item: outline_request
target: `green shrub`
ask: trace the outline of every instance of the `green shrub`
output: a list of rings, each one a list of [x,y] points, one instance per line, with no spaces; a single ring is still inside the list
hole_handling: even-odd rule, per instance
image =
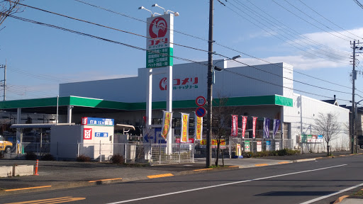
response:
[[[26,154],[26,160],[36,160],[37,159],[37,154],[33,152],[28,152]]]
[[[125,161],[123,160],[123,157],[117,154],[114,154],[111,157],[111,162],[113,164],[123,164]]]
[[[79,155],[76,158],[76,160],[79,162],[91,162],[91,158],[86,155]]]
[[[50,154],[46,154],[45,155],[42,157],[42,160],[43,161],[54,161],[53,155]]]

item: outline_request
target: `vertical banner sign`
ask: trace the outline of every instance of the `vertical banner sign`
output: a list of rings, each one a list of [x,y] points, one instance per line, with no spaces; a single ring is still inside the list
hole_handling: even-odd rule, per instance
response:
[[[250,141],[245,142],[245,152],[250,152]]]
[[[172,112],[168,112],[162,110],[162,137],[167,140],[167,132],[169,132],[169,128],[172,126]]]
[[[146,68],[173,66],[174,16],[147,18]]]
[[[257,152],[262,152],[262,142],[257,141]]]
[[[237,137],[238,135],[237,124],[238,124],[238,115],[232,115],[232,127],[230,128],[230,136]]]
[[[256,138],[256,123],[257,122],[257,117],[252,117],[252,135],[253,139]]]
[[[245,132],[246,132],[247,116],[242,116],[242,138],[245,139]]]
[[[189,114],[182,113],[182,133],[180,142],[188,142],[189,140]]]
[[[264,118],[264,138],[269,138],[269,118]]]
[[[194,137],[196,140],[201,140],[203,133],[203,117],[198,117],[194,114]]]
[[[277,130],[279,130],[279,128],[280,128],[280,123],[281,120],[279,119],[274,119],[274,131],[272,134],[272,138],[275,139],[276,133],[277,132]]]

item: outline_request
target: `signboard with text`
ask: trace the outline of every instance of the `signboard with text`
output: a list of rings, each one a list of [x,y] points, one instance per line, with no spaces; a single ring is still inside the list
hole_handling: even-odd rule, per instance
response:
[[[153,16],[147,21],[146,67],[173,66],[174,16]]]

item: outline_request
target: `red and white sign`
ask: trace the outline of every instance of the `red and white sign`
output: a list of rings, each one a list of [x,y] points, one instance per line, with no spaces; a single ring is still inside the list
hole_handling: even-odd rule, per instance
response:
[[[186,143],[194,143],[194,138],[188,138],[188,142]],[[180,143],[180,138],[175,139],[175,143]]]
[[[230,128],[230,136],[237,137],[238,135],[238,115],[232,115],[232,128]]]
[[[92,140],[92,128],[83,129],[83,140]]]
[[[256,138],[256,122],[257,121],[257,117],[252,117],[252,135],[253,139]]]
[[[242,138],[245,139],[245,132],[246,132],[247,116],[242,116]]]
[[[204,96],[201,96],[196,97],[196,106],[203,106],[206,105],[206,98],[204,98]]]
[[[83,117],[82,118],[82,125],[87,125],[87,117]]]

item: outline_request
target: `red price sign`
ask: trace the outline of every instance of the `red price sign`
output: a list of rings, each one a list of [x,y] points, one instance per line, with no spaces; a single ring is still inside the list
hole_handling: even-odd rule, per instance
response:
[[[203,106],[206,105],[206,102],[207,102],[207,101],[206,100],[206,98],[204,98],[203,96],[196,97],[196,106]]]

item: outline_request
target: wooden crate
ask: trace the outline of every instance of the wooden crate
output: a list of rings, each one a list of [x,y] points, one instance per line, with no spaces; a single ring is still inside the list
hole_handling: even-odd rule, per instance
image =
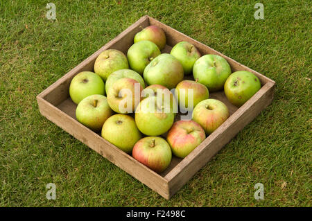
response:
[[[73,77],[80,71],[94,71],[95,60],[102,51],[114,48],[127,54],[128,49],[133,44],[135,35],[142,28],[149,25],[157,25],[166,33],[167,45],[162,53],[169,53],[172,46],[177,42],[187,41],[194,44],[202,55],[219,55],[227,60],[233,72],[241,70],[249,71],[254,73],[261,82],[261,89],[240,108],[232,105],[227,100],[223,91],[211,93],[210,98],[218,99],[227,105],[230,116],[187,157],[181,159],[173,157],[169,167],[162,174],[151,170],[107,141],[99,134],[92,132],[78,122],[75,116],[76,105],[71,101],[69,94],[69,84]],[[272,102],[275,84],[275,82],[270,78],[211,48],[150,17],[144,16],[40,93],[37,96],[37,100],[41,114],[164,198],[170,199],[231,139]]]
______
- GOAL -
Copy all the items above word for word, but leave out the pictures.

- COMPLETE OUTPUT -
item: outline_request
target: `green shrub`
ask: trace the outline of every instance of the `green shrub`
output: a list of rings, each one a list of [x,y] points, one instance per line, with no spaces; a single ring is still inside the list
hole_handling: even-odd rule, per instance
image =
response:
[[[26,154],[26,160],[36,160],[37,159],[37,154],[33,152],[28,152]]]
[[[125,161],[123,160],[123,157],[117,154],[114,154],[111,157],[111,162],[113,164],[123,164]]]
[[[79,155],[76,158],[76,160],[79,162],[91,162],[91,158],[86,155]]]
[[[50,154],[46,154],[45,155],[42,157],[42,160],[43,161],[54,161],[53,155]]]

item: outline_request
target: `vertical banner sign`
ask: trace the outline of every instance of the `vertical banner sign`
output: a list of rings, each one a list of [x,y] points, one instance per line, with no spaces; a single ring is still inside the list
hole_handling: even-odd rule, per instance
response:
[[[250,141],[245,142],[245,152],[250,152]]]
[[[172,112],[168,112],[162,110],[162,137],[167,140],[167,132],[169,132],[169,128],[172,126]]]
[[[146,68],[173,66],[174,16],[147,18]]]
[[[257,152],[262,152],[262,142],[257,141]]]
[[[237,137],[238,135],[237,124],[238,124],[238,115],[232,115],[232,127],[230,128],[230,136]]]
[[[256,138],[256,123],[257,122],[257,117],[252,117],[252,135],[253,139]]]
[[[245,132],[246,132],[247,116],[242,116],[242,138],[245,139]]]
[[[189,114],[182,113],[182,133],[180,142],[188,142],[189,140]]]
[[[264,118],[264,138],[269,138],[269,118]]]
[[[194,137],[196,140],[201,140],[203,133],[203,117],[198,117],[194,114]]]
[[[277,130],[279,130],[279,128],[280,128],[280,123],[281,120],[279,119],[274,119],[274,131],[272,134],[272,138],[275,139],[276,133],[277,132]]]

item: outline_request
target: `signboard with text`
ask: trace the outline of every instance of the `signboard with text`
output: a list of rings, each one a list of [x,y] points, one instance per line, with no spaces; a single ring is still inside the list
hole_handling: even-odd rule, per instance
response:
[[[153,16],[147,21],[146,67],[173,66],[174,16]]]

item: outline_request
target: `red and white sign`
ask: trace the outline of every instance of the `red and white sign`
output: a list of rings, each one a list of [x,y] points, one instance per line, with no spaces; a single ring is still inside the list
hole_handling: even-odd rule, per instance
response:
[[[186,143],[194,143],[194,138],[188,138],[188,142]],[[180,143],[180,138],[175,139],[175,143]]]
[[[230,128],[230,136],[237,137],[238,135],[238,115],[232,115],[232,128]]]
[[[92,140],[92,128],[83,129],[83,140]]]
[[[256,138],[256,122],[257,121],[257,117],[252,117],[252,135],[253,139]]]
[[[242,138],[245,139],[245,132],[246,132],[247,116],[242,116]]]
[[[204,96],[201,96],[196,97],[196,106],[203,106],[206,105],[206,98],[204,98]]]
[[[83,117],[82,118],[82,125],[87,125],[87,117]]]

item: outline_request
target: `red price sign`
ask: trace the outline of every instance of the `red price sign`
output: a list of rings, each one a list of [x,y] points, one instance per line, with no spaces; a single ring is still inside the list
hole_handling: even-odd rule, per instance
response:
[[[203,106],[206,105],[206,102],[207,102],[207,101],[206,100],[206,98],[204,98],[203,96],[196,97],[196,106]]]

item: outline_request
target: wooden crate
ask: trace the outline of every instance of the wooden crate
output: a list of rings, each one a list of [x,y] points, one instance per line, with no spaces; a single ring is still inside the list
hole_handling: even-odd rule, per instance
image =
response:
[[[73,77],[80,71],[94,71],[95,60],[102,51],[114,48],[127,54],[128,49],[133,44],[135,35],[142,28],[149,25],[157,25],[166,33],[167,45],[162,53],[169,53],[172,46],[177,42],[187,41],[194,44],[202,55],[219,55],[227,60],[233,72],[241,70],[249,71],[254,73],[261,82],[261,89],[240,108],[232,105],[227,100],[223,91],[211,93],[210,98],[218,99],[227,105],[230,116],[187,157],[181,159],[173,157],[169,167],[162,174],[151,170],[107,141],[99,134],[92,132],[78,122],[75,116],[76,105],[71,101],[69,94],[69,84]],[[272,102],[275,84],[275,82],[270,78],[211,48],[150,17],[144,16],[40,93],[37,96],[37,100],[41,114],[164,198],[170,199],[231,139]]]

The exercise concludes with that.